» Task inputs:
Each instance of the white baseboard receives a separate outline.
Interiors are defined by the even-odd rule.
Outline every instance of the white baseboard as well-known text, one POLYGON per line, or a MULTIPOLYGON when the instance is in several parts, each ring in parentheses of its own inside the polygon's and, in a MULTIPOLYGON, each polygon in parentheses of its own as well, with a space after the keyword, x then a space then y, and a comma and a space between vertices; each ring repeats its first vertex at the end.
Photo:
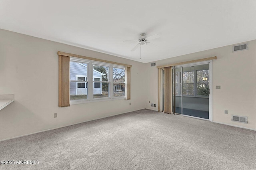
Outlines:
POLYGON ((157 109, 156 110, 155 110, 154 109, 151 109, 151 108, 145 108, 146 109, 148 109, 148 110, 151 110, 152 111, 156 111, 157 112, 158 112, 158 110, 157 110, 157 109))
POLYGON ((254 131, 256 131, 256 129, 255 129, 255 128, 248 128, 248 127, 241 127, 241 126, 240 126, 234 125, 233 125, 228 124, 227 123, 222 123, 221 122, 215 122, 215 121, 214 121, 213 122, 214 122, 214 123, 219 123, 220 124, 230 126, 232 126, 232 127, 239 127, 239 128, 246 128, 246 129, 249 129, 249 130, 254 130, 254 131))
POLYGON ((118 114, 116 114, 116 115, 110 115, 110 116, 105 116, 105 117, 100 117, 100 118, 97 118, 97 119, 94 119, 89 120, 88 121, 83 121, 83 122, 79 122, 78 123, 75 123, 75 124, 74 124, 70 125, 68 125, 64 126, 62 126, 62 127, 57 127, 57 128, 52 128, 49 129, 46 129, 46 130, 42 130, 42 131, 38 131, 38 132, 34 132, 33 133, 29 133, 28 134, 24 134, 24 135, 23 135, 18 136, 16 136, 16 137, 13 137, 12 138, 8 138, 7 139, 2 139, 2 140, 0 140, 0 142, 2 142, 2 141, 5 141, 5 140, 9 140, 12 139, 15 139, 15 138, 20 138, 20 137, 22 137, 26 136, 27 136, 31 135, 32 134, 36 134, 38 133, 41 133, 42 132, 47 132, 48 131, 52 130, 55 130, 55 129, 57 129, 60 128, 64 128, 64 127, 69 127, 69 126, 70 126, 75 125, 78 125, 78 124, 80 124, 80 123, 85 123, 86 122, 90 122, 90 121, 96 121, 96 120, 100 119, 103 119, 103 118, 107 118, 107 117, 111 117, 112 116, 116 116, 117 115, 122 115, 122 114, 123 114, 127 113, 130 113, 130 112, 134 112, 134 111, 139 111, 140 110, 144 109, 146 109, 146 108, 142 108, 142 109, 139 109, 135 110, 134 111, 129 111, 124 112, 124 113, 118 113, 118 114))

» What the task requires:
Render every entry above as a JSON list of strings, one string per line, leaving out blank lines and the pictures.

» Response:
[
  "Each instance of the white baseboard receives a separate outline.",
  "Interiors are defined by the even-odd rule.",
  "Outline every instance of the white baseboard as well-known text, one POLYGON per line, or a MULTIPOLYGON when the instance is in several parts, each ring in parentheses of its own inside the polygon's and, in a MULTIPOLYGON, each polygon in parentheses of its own as well, with a space after the keyword, x then a space then y, and a comma and a space between vertices; each ring repeats its first vertex at the end.",
  "Photo:",
  "Outlines:",
  "POLYGON ((157 109, 156 110, 155 110, 154 109, 151 109, 151 108, 145 108, 146 109, 148 109, 148 110, 151 110, 152 111, 156 111, 157 112, 158 112, 158 110, 157 110, 157 109))",
  "POLYGON ((254 131, 256 131, 256 129, 255 129, 255 128, 248 128, 248 127, 241 127, 241 126, 240 126, 234 125, 233 125, 228 124, 227 123, 222 123, 221 122, 215 122, 215 121, 214 121, 213 122, 214 122, 214 123, 219 123, 220 124, 230 126, 232 126, 232 127, 239 127, 239 128, 246 128, 246 129, 249 129, 249 130, 254 130, 254 131))",
  "POLYGON ((118 114, 116 114, 116 115, 110 115, 110 116, 105 116, 105 117, 100 117, 100 118, 97 118, 97 119, 94 119, 89 120, 88 121, 83 121, 83 122, 79 122, 78 123, 75 123, 75 124, 74 124, 70 125, 68 125, 64 126, 62 126, 62 127, 57 127, 57 128, 52 128, 49 129, 46 129, 46 130, 42 130, 42 131, 38 131, 38 132, 34 132, 33 133, 29 133, 28 134, 24 134, 24 135, 23 135, 18 136, 16 136, 16 137, 13 137, 12 138, 8 138, 7 139, 2 139, 2 140, 0 140, 0 142, 2 142, 2 141, 5 141, 5 140, 9 140, 12 139, 15 139, 15 138, 20 138, 20 137, 22 137, 26 136, 27 136, 31 135, 32 134, 36 134, 38 133, 41 133, 42 132, 47 132, 48 131, 52 130, 55 130, 55 129, 57 129, 60 128, 64 128, 64 127, 69 127, 69 126, 70 126, 75 125, 78 125, 78 124, 80 124, 80 123, 85 123, 86 122, 90 122, 90 121, 96 121, 96 120, 100 119, 103 119, 103 118, 107 118, 107 117, 111 117, 112 116, 116 116, 117 115, 122 115, 122 114, 123 114, 127 113, 130 113, 130 112, 134 112, 134 111, 139 111, 140 110, 144 109, 146 109, 146 108, 142 108, 142 109, 139 109, 135 110, 134 111, 129 111, 124 112, 124 113, 118 113, 118 114))"
]